[Problem requirements]
Output the line that contains "Target: forested hill" together with each line after it, through the final line of the listing below, word for word; omit pictures.

[Material to process]
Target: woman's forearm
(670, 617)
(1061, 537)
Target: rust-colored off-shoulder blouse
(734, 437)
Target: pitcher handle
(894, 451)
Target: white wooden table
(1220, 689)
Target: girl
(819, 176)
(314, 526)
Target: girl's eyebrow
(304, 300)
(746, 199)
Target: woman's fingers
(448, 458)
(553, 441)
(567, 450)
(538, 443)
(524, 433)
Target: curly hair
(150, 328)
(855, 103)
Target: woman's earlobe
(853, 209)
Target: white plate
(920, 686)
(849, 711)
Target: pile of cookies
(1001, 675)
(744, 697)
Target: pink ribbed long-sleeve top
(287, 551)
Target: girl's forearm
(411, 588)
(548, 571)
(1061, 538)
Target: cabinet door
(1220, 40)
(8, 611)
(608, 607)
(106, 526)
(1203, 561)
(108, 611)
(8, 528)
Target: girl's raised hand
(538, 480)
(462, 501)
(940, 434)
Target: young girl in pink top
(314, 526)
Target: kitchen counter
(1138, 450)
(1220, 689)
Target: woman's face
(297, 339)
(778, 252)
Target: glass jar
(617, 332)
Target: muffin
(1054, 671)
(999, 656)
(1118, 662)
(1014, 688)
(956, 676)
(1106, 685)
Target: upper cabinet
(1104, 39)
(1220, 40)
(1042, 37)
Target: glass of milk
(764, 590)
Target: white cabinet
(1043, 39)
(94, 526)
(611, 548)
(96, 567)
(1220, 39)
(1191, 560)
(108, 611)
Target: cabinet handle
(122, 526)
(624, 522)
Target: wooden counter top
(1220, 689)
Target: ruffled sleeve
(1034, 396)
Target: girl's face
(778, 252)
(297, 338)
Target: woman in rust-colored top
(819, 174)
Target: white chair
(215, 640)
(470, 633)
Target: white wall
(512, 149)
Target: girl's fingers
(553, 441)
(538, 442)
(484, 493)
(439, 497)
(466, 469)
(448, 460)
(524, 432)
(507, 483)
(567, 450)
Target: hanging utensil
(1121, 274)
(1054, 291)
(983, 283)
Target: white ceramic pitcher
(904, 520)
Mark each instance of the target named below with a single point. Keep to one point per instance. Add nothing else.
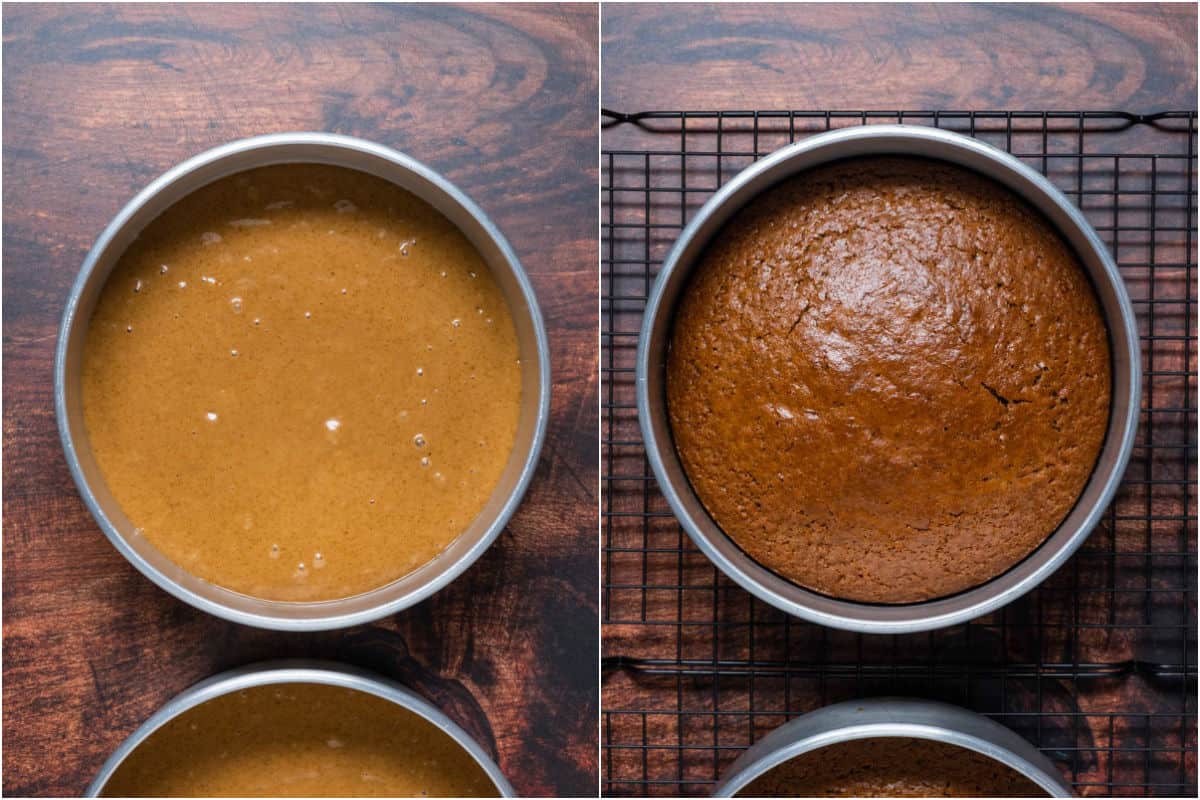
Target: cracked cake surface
(888, 379)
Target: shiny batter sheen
(892, 768)
(888, 380)
(301, 383)
(297, 740)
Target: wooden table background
(661, 678)
(97, 101)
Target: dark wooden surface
(1128, 599)
(706, 56)
(99, 100)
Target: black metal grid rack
(1097, 666)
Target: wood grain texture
(683, 686)
(99, 100)
(1138, 58)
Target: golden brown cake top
(892, 768)
(888, 379)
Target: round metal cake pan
(299, 672)
(655, 338)
(883, 717)
(406, 173)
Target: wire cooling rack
(1097, 667)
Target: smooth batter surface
(892, 768)
(299, 740)
(888, 379)
(301, 383)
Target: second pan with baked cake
(892, 392)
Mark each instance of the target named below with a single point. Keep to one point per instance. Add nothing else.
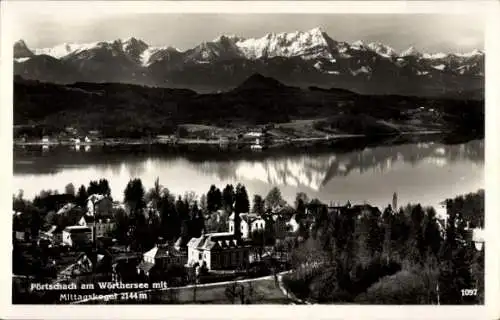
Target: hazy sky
(427, 32)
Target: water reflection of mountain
(311, 167)
(315, 171)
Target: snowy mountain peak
(308, 45)
(134, 47)
(382, 49)
(228, 38)
(358, 45)
(434, 56)
(21, 50)
(475, 52)
(410, 52)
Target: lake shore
(188, 141)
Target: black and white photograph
(221, 158)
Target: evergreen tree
(103, 187)
(214, 199)
(274, 198)
(242, 204)
(228, 197)
(154, 194)
(258, 204)
(134, 196)
(387, 219)
(93, 188)
(454, 270)
(82, 196)
(69, 189)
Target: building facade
(99, 205)
(159, 258)
(76, 236)
(250, 222)
(219, 251)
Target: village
(218, 240)
(76, 243)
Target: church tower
(395, 202)
(237, 225)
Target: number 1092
(469, 292)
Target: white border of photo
(12, 10)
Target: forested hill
(118, 109)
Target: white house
(159, 257)
(218, 251)
(293, 225)
(102, 226)
(250, 222)
(99, 205)
(76, 236)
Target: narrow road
(215, 284)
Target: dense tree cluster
(395, 257)
(344, 254)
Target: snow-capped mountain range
(302, 57)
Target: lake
(422, 171)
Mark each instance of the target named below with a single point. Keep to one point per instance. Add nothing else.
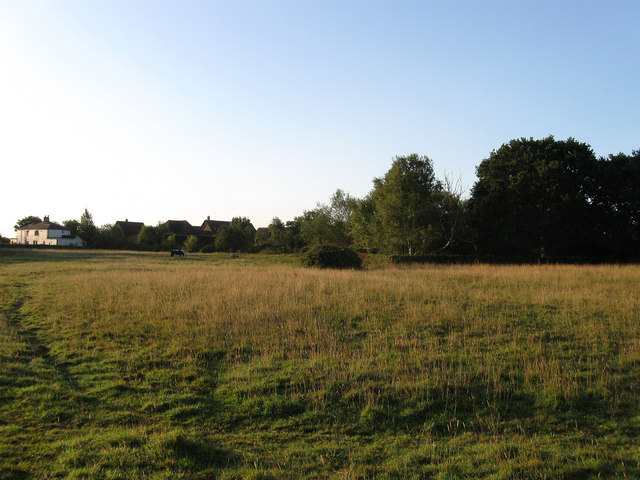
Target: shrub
(329, 256)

[Output]
Target: forested hill
(118, 109)
Target: white house
(159, 257)
(218, 251)
(293, 225)
(102, 226)
(250, 222)
(99, 205)
(76, 236)
Target: narrow road
(215, 284)
Target: dense tree cluster
(395, 257)
(344, 254)
Target: snow-capped mountain range
(302, 57)
Target: lake
(422, 171)
Mark each instance of the target named below with a single point. Keep to one point per instance. Add nothing else.
Target: shrub
(329, 256)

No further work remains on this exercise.